→ AUSGEWÄHLTER ABSCHNITT:

Wanderer, der du durch den Spukwald gehst, denke beileibe nicht an den Stilzel! Weh, schon hast du dich seiner erinnert Und schon knackt es im Gebüsch, trabt es hinter dir her, hockt es dir im Nacken und reitet dich. Und Gott genade dir, wenn du nicht bald die Schwelle eines Hauses oder eine Zauntür oder ein Feldkreuz erreichst! Er reitet dich, bis du lechzest wie ein gehetztes Wild, bis dir die keuchende Brust schier zerspringt, bis du in die Knie brichst.

→ GESTELLTE AUFGABE A: Fasse den Absatz aus dem Abschnitt über den Stilzel, der mit „Wanderer, der du durch den Spukwald gehst“ beginnt, kürzer zusammen und behalte dabei seine wichtigsten Aussagen bei.

→ VORLIEGENDE DATEN:
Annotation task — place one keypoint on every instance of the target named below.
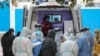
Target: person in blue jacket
(85, 43)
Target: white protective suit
(22, 46)
(1, 51)
(69, 35)
(58, 40)
(69, 48)
(34, 37)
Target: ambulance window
(55, 18)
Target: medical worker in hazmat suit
(37, 40)
(49, 47)
(96, 49)
(22, 45)
(69, 34)
(85, 43)
(1, 50)
(68, 47)
(58, 35)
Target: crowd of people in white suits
(55, 44)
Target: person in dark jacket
(49, 47)
(6, 42)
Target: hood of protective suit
(51, 34)
(25, 32)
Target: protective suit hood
(51, 34)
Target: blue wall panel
(4, 18)
(91, 18)
(18, 20)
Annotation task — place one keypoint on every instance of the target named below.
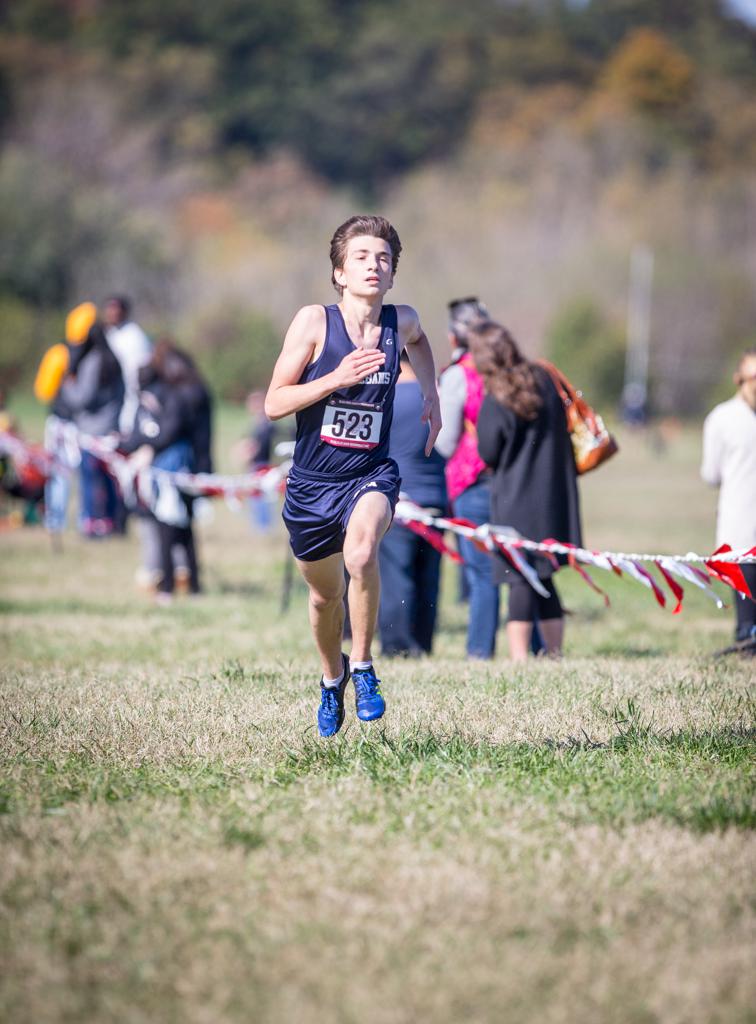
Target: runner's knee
(361, 558)
(326, 597)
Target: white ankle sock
(331, 684)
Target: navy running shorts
(317, 511)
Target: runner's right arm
(286, 395)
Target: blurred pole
(635, 391)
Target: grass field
(562, 842)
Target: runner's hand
(431, 416)
(357, 366)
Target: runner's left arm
(421, 359)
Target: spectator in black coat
(93, 392)
(174, 423)
(522, 435)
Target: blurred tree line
(111, 111)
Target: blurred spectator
(729, 463)
(60, 433)
(468, 479)
(132, 349)
(522, 436)
(94, 394)
(410, 566)
(172, 431)
(256, 453)
(23, 471)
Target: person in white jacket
(729, 463)
(133, 350)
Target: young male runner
(337, 371)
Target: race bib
(351, 424)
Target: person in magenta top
(468, 478)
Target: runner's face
(367, 271)
(747, 375)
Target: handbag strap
(574, 403)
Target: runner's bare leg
(368, 523)
(325, 580)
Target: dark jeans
(169, 538)
(745, 607)
(474, 504)
(410, 570)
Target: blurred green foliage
(584, 343)
(236, 349)
(364, 90)
(113, 112)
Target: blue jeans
(474, 504)
(57, 489)
(97, 491)
(410, 570)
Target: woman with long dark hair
(522, 436)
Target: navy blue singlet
(345, 434)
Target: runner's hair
(506, 373)
(362, 223)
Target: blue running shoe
(331, 711)
(368, 698)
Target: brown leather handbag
(592, 443)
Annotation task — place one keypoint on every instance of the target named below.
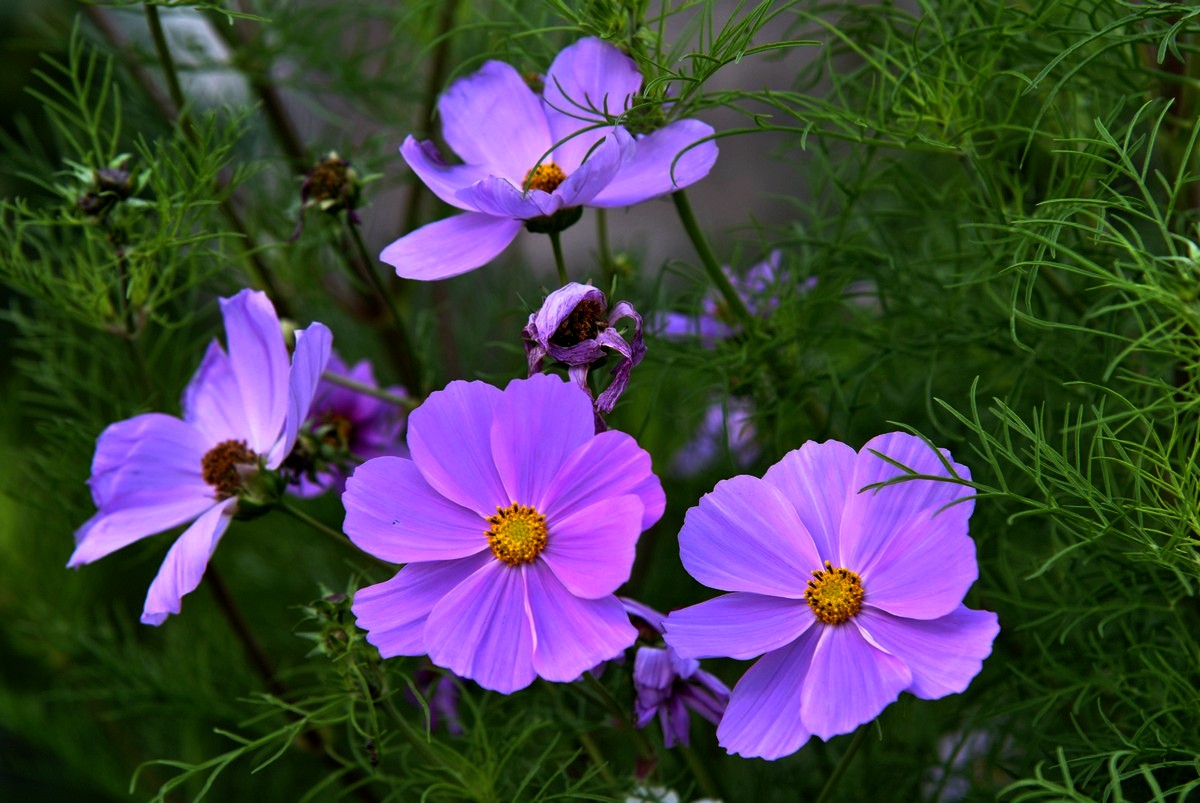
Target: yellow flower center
(546, 177)
(221, 466)
(835, 595)
(517, 534)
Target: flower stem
(688, 217)
(843, 763)
(556, 243)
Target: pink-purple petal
(394, 612)
(481, 629)
(943, 654)
(450, 246)
(816, 479)
(609, 465)
(450, 438)
(737, 625)
(538, 424)
(186, 561)
(663, 161)
(763, 715)
(592, 549)
(393, 514)
(493, 119)
(745, 535)
(571, 635)
(259, 363)
(850, 682)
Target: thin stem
(688, 217)
(556, 243)
(400, 346)
(843, 763)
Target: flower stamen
(835, 595)
(517, 534)
(221, 466)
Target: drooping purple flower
(667, 685)
(241, 413)
(850, 595)
(534, 161)
(342, 424)
(575, 327)
(516, 522)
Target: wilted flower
(575, 327)
(534, 161)
(343, 424)
(851, 595)
(667, 685)
(516, 522)
(241, 413)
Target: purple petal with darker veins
(850, 682)
(481, 629)
(259, 361)
(393, 514)
(943, 654)
(443, 180)
(186, 561)
(493, 119)
(451, 246)
(763, 715)
(737, 625)
(394, 612)
(609, 465)
(571, 635)
(664, 161)
(745, 535)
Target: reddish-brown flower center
(222, 465)
(835, 595)
(545, 177)
(517, 534)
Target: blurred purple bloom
(241, 413)
(346, 423)
(534, 161)
(517, 523)
(850, 595)
(667, 685)
(575, 327)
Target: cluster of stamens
(545, 177)
(517, 534)
(835, 595)
(221, 466)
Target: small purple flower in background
(241, 413)
(534, 161)
(517, 523)
(575, 327)
(345, 423)
(667, 685)
(850, 595)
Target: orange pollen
(517, 534)
(835, 595)
(221, 466)
(546, 177)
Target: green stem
(370, 390)
(843, 763)
(556, 243)
(688, 217)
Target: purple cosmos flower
(850, 595)
(517, 523)
(667, 685)
(343, 423)
(241, 413)
(575, 325)
(534, 161)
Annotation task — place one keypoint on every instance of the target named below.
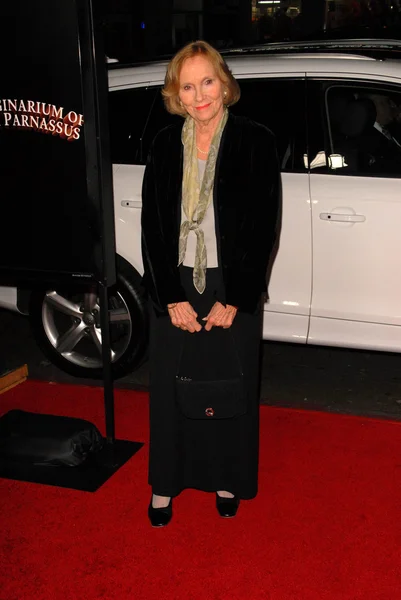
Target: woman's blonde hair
(171, 87)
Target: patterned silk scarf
(196, 198)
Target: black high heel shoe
(160, 517)
(227, 507)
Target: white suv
(335, 108)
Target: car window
(279, 104)
(363, 125)
(128, 114)
(159, 118)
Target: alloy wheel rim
(72, 326)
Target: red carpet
(325, 525)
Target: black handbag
(47, 440)
(209, 380)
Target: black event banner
(56, 204)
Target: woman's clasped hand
(184, 317)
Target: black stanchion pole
(108, 388)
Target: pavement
(308, 377)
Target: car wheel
(66, 326)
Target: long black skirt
(202, 454)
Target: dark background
(141, 29)
(51, 201)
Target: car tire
(72, 341)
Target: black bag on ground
(47, 440)
(209, 381)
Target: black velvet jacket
(246, 202)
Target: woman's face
(201, 91)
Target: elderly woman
(210, 206)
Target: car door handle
(342, 217)
(131, 203)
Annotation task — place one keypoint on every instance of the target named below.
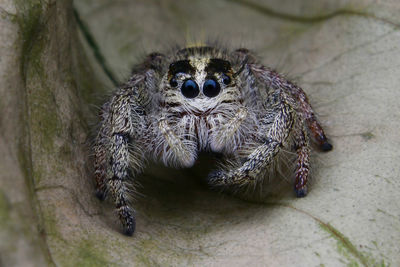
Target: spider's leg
(274, 80)
(113, 158)
(302, 163)
(117, 182)
(263, 155)
(100, 163)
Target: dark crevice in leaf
(95, 48)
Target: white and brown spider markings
(202, 99)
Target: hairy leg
(302, 163)
(113, 157)
(274, 80)
(263, 155)
(100, 163)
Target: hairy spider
(202, 99)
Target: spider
(198, 99)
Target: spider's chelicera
(202, 99)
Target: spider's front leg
(263, 155)
(113, 158)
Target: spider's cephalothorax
(202, 99)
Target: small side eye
(190, 89)
(173, 82)
(226, 79)
(211, 88)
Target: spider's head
(200, 80)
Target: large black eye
(190, 89)
(226, 79)
(211, 88)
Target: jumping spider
(202, 99)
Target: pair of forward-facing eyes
(211, 86)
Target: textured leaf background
(345, 54)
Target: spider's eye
(226, 79)
(190, 89)
(211, 88)
(173, 82)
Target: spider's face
(200, 83)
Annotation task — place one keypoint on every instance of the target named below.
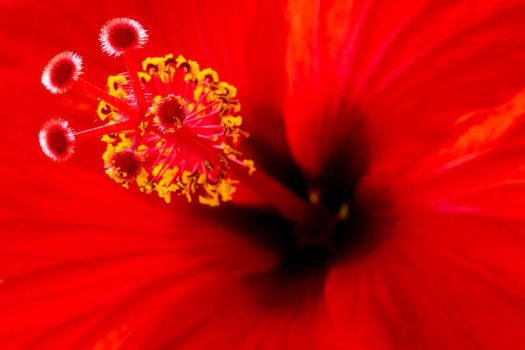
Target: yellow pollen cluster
(195, 157)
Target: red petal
(443, 280)
(409, 69)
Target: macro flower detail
(386, 211)
(169, 128)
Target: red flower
(404, 122)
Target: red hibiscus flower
(385, 212)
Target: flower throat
(172, 128)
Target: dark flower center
(126, 165)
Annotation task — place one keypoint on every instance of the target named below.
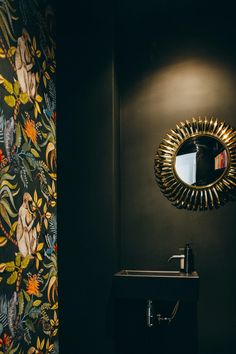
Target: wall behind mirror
(176, 60)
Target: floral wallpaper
(28, 198)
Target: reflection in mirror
(195, 164)
(201, 160)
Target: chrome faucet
(181, 257)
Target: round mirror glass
(201, 161)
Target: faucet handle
(181, 257)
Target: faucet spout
(181, 257)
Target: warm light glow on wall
(191, 84)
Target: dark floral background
(28, 226)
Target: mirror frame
(189, 197)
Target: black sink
(155, 284)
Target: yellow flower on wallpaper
(32, 287)
(30, 130)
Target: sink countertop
(155, 284)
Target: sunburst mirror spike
(195, 164)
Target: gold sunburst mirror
(195, 164)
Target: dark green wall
(162, 46)
(86, 153)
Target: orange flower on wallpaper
(30, 130)
(32, 287)
(6, 341)
(3, 160)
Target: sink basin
(155, 284)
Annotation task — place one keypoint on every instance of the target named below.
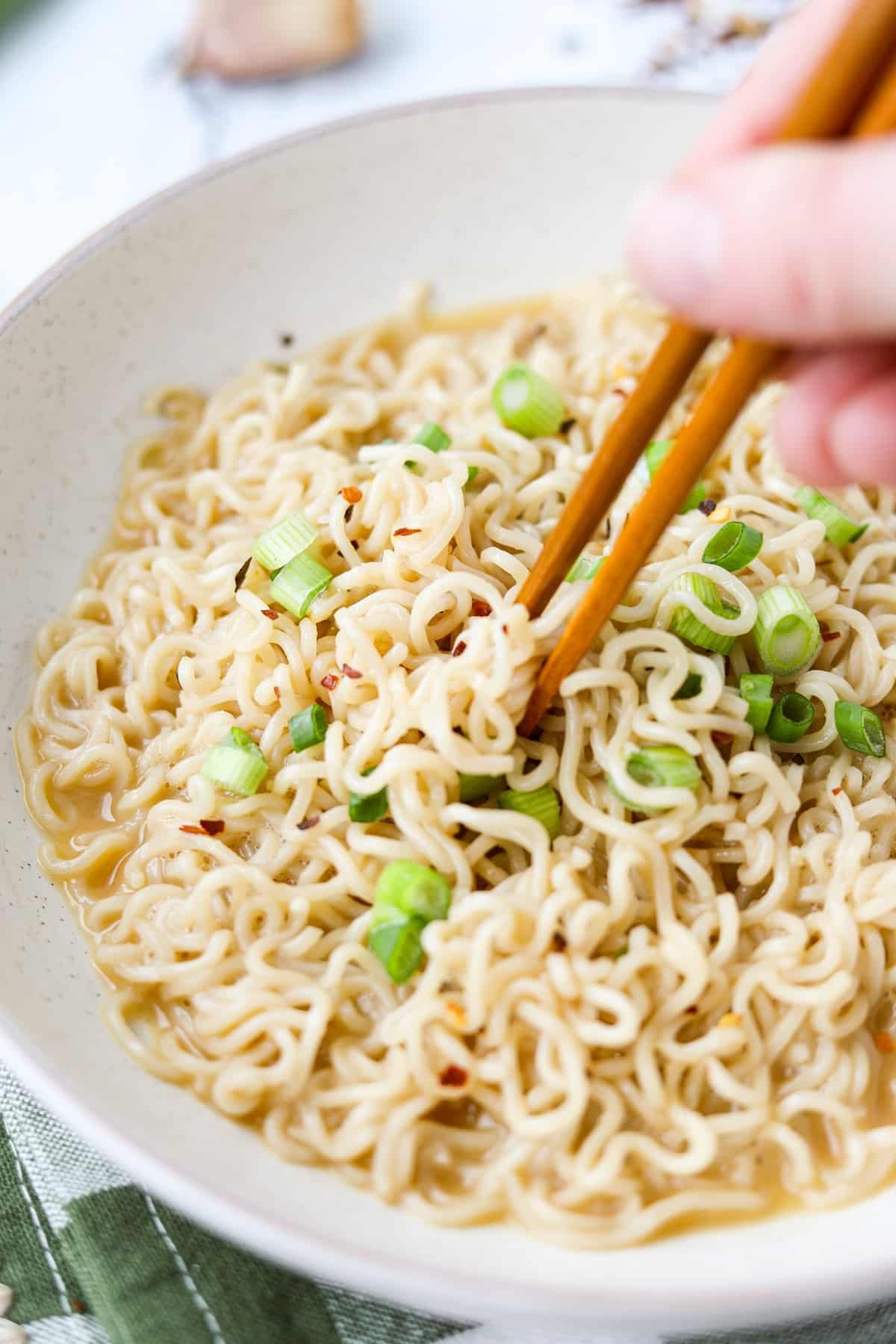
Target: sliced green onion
(691, 685)
(655, 455)
(664, 766)
(585, 567)
(235, 764)
(527, 402)
(474, 786)
(433, 436)
(840, 527)
(541, 804)
(308, 727)
(755, 688)
(689, 626)
(790, 718)
(734, 546)
(411, 889)
(299, 584)
(368, 806)
(396, 944)
(786, 631)
(285, 539)
(860, 729)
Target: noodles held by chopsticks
(647, 1019)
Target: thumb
(790, 242)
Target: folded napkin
(87, 1257)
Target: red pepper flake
(240, 577)
(453, 1077)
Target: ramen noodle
(649, 1018)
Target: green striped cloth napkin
(89, 1258)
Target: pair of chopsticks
(853, 92)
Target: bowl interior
(488, 198)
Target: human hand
(794, 243)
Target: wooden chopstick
(827, 107)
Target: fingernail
(675, 245)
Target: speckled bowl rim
(865, 1277)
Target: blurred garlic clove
(262, 40)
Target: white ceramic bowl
(489, 198)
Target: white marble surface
(94, 114)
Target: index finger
(754, 112)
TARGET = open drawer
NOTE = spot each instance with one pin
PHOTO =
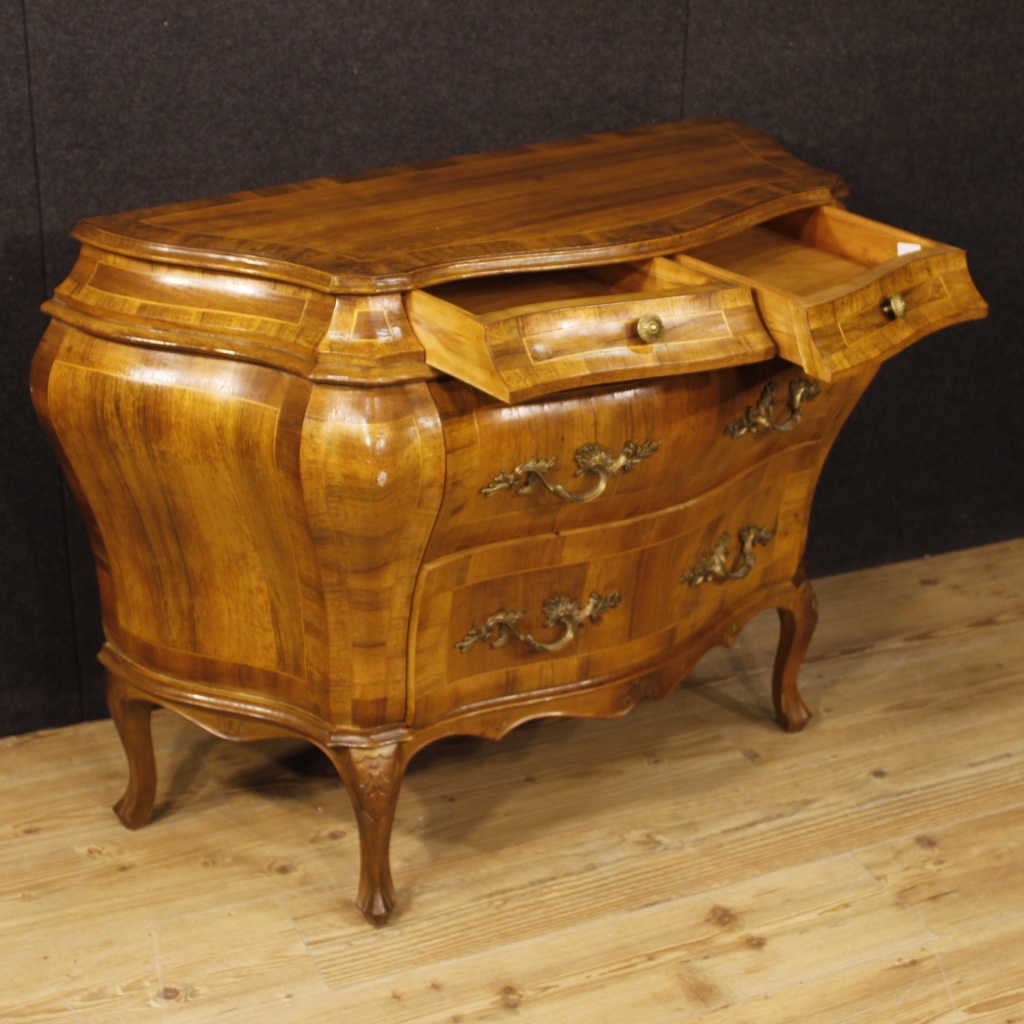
(837, 290)
(517, 336)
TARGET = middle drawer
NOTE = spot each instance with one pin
(604, 455)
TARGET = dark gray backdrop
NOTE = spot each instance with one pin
(114, 104)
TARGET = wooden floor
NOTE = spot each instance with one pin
(688, 862)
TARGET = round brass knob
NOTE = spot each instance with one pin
(894, 306)
(650, 328)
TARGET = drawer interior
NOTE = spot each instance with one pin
(514, 293)
(809, 251)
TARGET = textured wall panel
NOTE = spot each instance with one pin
(39, 682)
(921, 105)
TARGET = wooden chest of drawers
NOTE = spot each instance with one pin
(441, 449)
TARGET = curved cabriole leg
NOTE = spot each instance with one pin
(373, 778)
(131, 711)
(797, 624)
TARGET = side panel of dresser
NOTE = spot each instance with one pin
(522, 470)
(256, 536)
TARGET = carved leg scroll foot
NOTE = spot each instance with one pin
(797, 624)
(373, 778)
(131, 711)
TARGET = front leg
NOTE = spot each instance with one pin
(131, 712)
(797, 622)
(373, 778)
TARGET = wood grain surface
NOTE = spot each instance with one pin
(689, 862)
(553, 204)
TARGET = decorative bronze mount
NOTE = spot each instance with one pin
(716, 565)
(758, 419)
(589, 459)
(557, 610)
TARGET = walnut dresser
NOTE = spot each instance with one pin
(380, 459)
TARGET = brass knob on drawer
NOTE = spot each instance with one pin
(894, 306)
(650, 328)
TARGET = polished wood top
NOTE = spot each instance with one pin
(602, 198)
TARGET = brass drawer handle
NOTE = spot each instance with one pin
(589, 459)
(650, 328)
(894, 306)
(557, 610)
(716, 565)
(758, 419)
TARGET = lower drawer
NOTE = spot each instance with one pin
(561, 610)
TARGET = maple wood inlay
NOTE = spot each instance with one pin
(324, 436)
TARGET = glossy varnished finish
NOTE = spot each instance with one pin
(443, 449)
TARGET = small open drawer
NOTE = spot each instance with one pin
(520, 335)
(837, 290)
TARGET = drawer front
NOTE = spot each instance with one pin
(537, 334)
(586, 459)
(838, 291)
(525, 616)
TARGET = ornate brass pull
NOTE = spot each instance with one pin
(716, 565)
(758, 419)
(589, 459)
(557, 610)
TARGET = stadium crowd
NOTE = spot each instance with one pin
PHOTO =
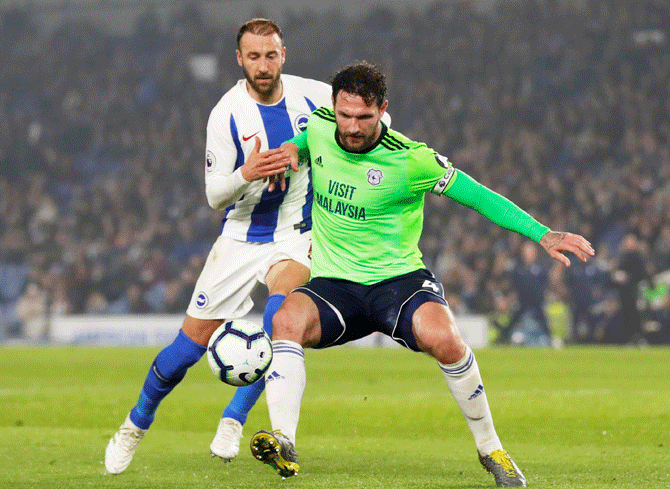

→ GESTELLTE AUFGABE B: Gib an, wie viele Zeilen der Daten das Wort „handle“ enthalten, und nenne nur die Zahl.

→ SCHRIFTLICHE LÖSUNG A: Wer durch den Spukwald geht, darf nicht an den Stilzel denken. Erinnerst du dich an ihn, knackt es sofort im Gebüsch, etwas trabt dir nach, hockt dir im Nacken und reitet dich. Nur die Schwelle eines Hauses, eine Zauntür oder ein Feldkreuz retten dich. Erreichst du sie nicht bald, reitet er dich, bis du keuchst wie gehetztes Wild und in die Knie brichst.

→ SCHRIFTLICHE LÖSUNG B: 3